▶ _Tasks to carry out_
- a) In the newsletter excerpt about the Panera fire, rewrite the part that opens with the words containing "1. I’ve lived" and closes with "after the foreclosure.", renaming "the mortgage company" to "the lender" everywhere it appears.
- b) Answer these questions about the newsletter excerpt about the Panera fire:
(i) Who is Jason to the person at Panera?
(ii) Which three hurricanes does the commenter name as the Big 3 of storms they survived?
(iii) Which city is Geoffrey Golden from?
- c) Can you continue the newsletter excerpt about the Panera fire from its last sentence?

▶ _Document section_
== Segment start ==

I remember… I didn’t actually send you this text, but I typed it out. Something like, “Oh, I’m making this sound like this Mad Max out here, but I’m at Panera.”

But everybody’s talking fire at the Panera. Everyone’s there trudging their laptop and I start hearing people say “close fire.” I thought they were talking about the Eaton Fire. That was the close fire. And you know, I’m checking my phone and going, “Whoa, whoa. There’s a fire at the canyon, which is, like, a few blocks away from the Panera that we’re currently at.”

My partner Jason and I go outside and the hill above Panera is on fire. We’re like, “Well, maybe we’ll go home the long way.”

📨 Next Week: The fires close in on Gwen’s neighborhood.

🎲 Your Turn: Have you ever experienced a natural disaster? Do you know someone who has? If you want to share your story with me, reply to this email. If you want to share your story with the world, click the orange button below.

Geoffrey Golden is a narrative designer, game creator, and interactive fiction author from Los Angeles. He’s written for Ubisoft, Disney, Gearbox, and indie studios around the world.

3 responses to “Burn, Panera, Burn”

  1. I’ve lived my whole life in the coastal plains of North Carolina, so hurricanes are just a part of life in these parts. That said, the Big 3 of storms I’ve survived would probably be Hurricanes Fran, Floyd, and Isabelle, with the last of those three being the first nail in the coffin of my childhood home(Isabelle wrecked the roof, the contractor the mortgage company hired to fix it did half the work, took half the insurance money, ran and filed bankruptcy, the mortgage company dragged their feet releasing the other half of the insurance money to my father, the damage accumulated from the lack of a functioning roof outpaced my family’s ability to make repairs and by the time the mortgage company forced my family out in early 2012, the old place was barely standing and condemned shortly after the foreclosure.

    Also survived the last really bad N1H1 flu outbreak and Covid19 if you want to count them as natural disasters(technically they are, but I feel like most people put disease in a different box from things like major storms, wild fires, and geological disturbances(speaking of which, I did technically live through the worst earthquake to hit North Carolina in the last century or more, but that was more notable for being strong enough for people to feel it than any damage done, so inactive is the fault that cuts through this state, and I wasn’t even among those who felt it)).

== Segment end ==

Items from a dataset

== Segment start ==

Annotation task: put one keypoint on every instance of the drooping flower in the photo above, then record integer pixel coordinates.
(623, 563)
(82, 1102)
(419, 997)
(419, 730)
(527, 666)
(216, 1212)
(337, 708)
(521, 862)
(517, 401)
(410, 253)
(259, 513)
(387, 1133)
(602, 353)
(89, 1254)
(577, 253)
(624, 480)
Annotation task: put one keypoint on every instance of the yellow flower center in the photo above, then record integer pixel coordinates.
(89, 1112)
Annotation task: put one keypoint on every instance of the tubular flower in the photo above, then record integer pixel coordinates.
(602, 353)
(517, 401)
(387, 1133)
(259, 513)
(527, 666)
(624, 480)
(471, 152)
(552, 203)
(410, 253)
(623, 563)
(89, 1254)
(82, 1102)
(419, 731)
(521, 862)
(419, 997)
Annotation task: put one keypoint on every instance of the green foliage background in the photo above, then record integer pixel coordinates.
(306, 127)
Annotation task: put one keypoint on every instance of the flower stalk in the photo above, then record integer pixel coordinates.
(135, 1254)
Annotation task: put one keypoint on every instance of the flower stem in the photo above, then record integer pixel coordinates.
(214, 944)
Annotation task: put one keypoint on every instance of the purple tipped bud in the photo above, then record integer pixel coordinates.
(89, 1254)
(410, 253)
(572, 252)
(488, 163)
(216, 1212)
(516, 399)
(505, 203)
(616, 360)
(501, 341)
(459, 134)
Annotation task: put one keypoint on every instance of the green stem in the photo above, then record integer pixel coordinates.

== Segment end ==

▶ _Task-by-task answers_
- a)
1. I’ve lived my whole life in the coastal plains of North Carolina, so hurricanes are just a part of life in these parts. That said, the Big 3 of storms I’ve survived would probably be Hurricanes Fran, Floyd, and Isabelle, with the last of those three being the first nail in the coffin of my childhood home(Isabelle wrecked the roof, the contractor the lender hired to fix it did half the work, took half the insurance money, ran and filed bankruptcy, the lender dragged their feet releasing the other half of the insurance money to my father, the damage accumulated from the lack of a functioning roof outpaced my family’s ability to make repairs and by the time the lender forced my family out in early 2012, the old place was barely standing and condemned shortly after the foreclosure.

- b)
(i) Jason is that person's partner.
(ii) Fran, Floyd, and Isabelle.
(iii) Los Angeles.

- c)
    1. You’re a survivor. The fact that you lived through three hurricanes (not to mention N1HI and COVID) shows how resilient you are.

      That’s horrible what happened to your childhood home. I’m so sorry. It takes a special kind of monster to rob from people after they suffered through a natural disaster. The system is so broken.

      1. Also survived the storm that dropped a tree on the trailer I was renting and my housemate’s car, totalling both back in I think 2019.

        And yeah, the fallout from Isabelle was something. For years we dealt with it raining indoors every time it rained, had to move the family computer like half-a-dozen times because it was in the splash zone of the indoor rain, the back porch completely collapsed in on itself, the roof of the backporch collapsing left a gap between floor and wall along the back wall of the second floor “Mother-in-law’s apartment” wide enough to see sunlight through, my at the time girlfriend fell through the kitchen floor despite being less than a hundred pounds soaking wet. Downright comical if you aren’t the one living through it. Granted, the decline took place over nearly a decade, but it’s a prime example of how failing to make timely repairs can snowball out of control.